◆ Extracted data ◆
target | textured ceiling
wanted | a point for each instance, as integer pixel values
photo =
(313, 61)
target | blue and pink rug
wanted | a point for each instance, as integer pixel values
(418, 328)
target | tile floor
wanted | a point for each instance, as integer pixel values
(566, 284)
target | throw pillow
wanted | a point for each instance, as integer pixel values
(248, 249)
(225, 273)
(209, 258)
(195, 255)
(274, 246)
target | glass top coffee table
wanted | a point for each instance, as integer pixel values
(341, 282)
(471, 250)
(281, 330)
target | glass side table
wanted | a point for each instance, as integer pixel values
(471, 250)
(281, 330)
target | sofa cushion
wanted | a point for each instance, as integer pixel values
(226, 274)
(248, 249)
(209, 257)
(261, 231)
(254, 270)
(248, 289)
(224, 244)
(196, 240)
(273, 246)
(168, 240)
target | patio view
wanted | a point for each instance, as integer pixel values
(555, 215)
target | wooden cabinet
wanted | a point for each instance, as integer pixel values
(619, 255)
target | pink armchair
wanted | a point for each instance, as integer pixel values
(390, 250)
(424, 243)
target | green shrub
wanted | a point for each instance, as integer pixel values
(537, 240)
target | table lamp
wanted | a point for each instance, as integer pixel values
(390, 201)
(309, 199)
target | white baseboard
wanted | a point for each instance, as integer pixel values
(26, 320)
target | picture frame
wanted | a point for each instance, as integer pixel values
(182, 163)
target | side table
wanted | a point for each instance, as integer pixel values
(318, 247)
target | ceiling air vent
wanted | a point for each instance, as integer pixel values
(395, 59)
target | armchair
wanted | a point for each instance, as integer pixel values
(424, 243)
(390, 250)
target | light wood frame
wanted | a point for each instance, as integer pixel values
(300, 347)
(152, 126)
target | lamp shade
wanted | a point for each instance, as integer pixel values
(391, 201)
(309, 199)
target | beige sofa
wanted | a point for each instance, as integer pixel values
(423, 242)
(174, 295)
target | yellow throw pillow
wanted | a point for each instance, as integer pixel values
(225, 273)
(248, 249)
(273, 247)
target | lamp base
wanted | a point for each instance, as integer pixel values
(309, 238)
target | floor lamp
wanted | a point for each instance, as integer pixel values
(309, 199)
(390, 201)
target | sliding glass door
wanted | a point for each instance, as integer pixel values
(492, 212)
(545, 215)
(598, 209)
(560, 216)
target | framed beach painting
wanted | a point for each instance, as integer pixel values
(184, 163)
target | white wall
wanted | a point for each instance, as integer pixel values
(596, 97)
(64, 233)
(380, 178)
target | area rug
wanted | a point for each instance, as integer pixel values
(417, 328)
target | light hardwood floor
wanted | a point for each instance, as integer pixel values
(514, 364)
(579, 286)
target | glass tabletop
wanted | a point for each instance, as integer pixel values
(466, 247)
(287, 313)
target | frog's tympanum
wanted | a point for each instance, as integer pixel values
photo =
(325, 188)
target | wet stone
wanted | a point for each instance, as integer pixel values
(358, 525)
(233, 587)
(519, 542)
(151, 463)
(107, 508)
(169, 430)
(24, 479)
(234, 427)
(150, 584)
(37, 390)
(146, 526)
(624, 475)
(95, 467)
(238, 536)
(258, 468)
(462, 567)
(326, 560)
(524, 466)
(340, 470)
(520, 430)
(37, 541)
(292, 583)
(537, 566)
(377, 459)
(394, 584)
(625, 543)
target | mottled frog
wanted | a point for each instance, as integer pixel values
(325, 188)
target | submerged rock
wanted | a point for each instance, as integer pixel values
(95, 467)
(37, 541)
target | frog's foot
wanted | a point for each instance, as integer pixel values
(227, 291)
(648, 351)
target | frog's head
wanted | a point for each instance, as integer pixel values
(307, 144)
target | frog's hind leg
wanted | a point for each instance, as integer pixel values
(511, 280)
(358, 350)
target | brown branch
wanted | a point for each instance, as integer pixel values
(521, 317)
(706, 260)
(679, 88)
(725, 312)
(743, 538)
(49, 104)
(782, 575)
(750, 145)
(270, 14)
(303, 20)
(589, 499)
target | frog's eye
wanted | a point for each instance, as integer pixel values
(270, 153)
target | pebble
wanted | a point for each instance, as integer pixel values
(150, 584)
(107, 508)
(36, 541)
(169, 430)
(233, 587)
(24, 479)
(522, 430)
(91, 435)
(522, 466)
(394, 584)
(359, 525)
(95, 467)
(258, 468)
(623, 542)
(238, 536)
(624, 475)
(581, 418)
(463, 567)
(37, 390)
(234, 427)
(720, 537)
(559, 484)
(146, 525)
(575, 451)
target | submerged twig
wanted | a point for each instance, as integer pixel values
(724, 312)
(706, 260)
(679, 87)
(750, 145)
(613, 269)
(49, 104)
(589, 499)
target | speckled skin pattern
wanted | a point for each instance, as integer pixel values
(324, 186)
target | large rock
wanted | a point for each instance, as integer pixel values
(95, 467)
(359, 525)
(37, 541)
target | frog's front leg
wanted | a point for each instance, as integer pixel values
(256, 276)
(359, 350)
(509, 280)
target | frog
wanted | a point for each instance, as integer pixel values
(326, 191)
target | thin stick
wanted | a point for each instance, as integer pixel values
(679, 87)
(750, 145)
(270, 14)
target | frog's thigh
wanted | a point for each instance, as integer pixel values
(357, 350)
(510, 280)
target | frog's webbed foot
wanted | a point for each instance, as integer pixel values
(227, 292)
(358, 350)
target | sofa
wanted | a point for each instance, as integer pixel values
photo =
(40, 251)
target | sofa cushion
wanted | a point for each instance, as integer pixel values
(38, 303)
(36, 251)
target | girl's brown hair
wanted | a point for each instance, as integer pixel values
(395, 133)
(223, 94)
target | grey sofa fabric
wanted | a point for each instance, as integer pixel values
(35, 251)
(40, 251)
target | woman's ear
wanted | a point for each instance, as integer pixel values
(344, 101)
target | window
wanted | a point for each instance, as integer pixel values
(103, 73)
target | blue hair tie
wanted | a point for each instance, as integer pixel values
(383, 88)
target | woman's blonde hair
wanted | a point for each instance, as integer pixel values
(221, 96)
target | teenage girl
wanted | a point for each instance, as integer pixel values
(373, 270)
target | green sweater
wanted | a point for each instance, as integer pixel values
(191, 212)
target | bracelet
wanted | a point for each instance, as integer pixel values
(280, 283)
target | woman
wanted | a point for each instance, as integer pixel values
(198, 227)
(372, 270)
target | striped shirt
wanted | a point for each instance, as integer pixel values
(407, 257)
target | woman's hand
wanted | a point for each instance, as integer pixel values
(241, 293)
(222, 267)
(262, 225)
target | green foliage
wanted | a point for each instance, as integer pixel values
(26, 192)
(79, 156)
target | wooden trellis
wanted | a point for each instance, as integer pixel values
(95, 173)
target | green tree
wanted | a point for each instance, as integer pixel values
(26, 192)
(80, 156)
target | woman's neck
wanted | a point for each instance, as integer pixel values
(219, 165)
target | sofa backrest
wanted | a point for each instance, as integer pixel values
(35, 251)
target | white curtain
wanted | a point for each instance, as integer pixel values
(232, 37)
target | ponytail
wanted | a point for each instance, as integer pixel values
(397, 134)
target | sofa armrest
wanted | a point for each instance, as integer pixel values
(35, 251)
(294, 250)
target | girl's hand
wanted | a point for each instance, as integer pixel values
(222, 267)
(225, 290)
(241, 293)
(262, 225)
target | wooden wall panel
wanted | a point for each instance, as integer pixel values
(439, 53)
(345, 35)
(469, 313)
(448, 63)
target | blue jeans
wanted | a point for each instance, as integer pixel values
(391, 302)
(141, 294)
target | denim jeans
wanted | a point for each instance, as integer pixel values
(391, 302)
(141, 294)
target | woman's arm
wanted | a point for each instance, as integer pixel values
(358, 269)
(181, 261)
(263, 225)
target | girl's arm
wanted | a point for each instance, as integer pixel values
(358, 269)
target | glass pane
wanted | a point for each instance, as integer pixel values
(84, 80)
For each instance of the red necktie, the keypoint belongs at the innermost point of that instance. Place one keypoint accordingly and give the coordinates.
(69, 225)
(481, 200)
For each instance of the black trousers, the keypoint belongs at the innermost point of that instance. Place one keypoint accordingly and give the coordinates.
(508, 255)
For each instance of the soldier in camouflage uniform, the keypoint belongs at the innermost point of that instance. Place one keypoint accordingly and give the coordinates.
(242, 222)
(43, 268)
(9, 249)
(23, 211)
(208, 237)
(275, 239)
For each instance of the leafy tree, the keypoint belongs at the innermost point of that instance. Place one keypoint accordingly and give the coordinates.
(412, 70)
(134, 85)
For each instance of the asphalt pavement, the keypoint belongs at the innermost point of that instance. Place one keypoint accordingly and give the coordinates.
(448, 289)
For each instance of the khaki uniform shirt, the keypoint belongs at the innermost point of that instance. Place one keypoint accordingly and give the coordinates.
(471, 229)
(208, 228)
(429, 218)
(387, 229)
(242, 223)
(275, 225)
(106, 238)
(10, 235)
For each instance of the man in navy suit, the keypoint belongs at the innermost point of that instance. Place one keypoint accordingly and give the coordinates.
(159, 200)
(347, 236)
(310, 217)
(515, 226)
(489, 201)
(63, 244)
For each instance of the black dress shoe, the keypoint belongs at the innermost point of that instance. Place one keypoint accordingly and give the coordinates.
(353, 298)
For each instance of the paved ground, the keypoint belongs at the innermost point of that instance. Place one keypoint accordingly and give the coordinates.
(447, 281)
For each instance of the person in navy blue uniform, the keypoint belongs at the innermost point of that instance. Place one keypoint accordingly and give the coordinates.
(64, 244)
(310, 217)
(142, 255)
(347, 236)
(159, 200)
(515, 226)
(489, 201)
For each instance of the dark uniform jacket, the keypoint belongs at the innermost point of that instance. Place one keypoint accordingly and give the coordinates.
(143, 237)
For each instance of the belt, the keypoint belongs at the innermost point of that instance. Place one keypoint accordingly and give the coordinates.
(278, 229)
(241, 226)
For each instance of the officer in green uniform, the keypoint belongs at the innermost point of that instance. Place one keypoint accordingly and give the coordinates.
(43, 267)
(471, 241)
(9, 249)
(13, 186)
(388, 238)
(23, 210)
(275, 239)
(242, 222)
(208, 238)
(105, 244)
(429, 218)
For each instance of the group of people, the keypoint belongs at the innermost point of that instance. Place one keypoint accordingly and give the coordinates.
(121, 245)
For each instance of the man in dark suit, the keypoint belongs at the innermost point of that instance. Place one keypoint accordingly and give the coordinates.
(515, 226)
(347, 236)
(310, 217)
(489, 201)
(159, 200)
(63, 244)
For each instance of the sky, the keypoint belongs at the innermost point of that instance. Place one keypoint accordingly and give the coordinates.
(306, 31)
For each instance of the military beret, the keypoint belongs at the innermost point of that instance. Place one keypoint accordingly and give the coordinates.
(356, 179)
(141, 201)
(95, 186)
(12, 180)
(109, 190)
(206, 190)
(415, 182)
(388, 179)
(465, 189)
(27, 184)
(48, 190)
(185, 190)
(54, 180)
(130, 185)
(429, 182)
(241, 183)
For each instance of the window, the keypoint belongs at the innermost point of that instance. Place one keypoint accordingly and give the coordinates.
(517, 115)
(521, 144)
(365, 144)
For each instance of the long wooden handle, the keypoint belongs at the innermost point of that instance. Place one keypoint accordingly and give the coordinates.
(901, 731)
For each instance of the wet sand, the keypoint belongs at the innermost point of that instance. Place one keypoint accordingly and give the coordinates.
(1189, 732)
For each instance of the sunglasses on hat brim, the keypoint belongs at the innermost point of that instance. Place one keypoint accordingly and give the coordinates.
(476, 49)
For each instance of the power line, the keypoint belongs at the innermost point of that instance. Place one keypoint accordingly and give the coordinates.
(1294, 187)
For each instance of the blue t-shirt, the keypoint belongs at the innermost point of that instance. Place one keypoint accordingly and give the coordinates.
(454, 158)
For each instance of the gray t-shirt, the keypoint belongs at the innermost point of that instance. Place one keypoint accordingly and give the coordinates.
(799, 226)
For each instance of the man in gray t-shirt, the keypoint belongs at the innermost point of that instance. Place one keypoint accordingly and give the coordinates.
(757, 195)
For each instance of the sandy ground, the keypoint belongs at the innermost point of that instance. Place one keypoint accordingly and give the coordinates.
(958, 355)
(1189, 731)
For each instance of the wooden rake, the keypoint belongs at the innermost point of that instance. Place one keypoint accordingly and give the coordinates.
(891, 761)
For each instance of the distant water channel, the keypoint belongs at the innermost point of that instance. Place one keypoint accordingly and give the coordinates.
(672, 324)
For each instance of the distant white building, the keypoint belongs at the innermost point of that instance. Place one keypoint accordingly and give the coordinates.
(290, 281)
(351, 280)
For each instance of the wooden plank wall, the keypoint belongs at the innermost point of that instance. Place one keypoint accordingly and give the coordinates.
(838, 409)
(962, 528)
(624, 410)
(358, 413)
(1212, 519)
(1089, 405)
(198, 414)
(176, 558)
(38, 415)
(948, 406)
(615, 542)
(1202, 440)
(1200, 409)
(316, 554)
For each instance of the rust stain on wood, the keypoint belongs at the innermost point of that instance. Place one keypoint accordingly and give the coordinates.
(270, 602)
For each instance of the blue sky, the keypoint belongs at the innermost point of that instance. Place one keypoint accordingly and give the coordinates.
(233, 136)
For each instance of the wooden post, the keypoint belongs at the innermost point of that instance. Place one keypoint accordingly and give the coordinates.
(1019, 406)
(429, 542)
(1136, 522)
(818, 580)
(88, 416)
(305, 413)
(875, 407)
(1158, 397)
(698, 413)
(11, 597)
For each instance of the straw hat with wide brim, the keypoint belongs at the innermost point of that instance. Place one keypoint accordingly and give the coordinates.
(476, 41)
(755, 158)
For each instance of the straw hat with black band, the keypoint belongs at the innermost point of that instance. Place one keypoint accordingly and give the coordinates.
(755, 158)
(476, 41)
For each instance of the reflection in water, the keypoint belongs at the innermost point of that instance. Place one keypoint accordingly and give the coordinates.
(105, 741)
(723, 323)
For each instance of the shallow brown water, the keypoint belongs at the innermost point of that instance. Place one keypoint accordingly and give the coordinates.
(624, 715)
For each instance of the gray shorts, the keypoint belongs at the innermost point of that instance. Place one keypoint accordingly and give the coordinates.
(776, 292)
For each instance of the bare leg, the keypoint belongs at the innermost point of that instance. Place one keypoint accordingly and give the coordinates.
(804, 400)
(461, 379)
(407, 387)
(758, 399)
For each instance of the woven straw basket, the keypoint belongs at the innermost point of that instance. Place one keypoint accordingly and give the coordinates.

◆ Task requirements ◆
Every line above that holds the word "rock" is to be found and copied.

◆ Reply ◆
target | submerged rock
target | large rock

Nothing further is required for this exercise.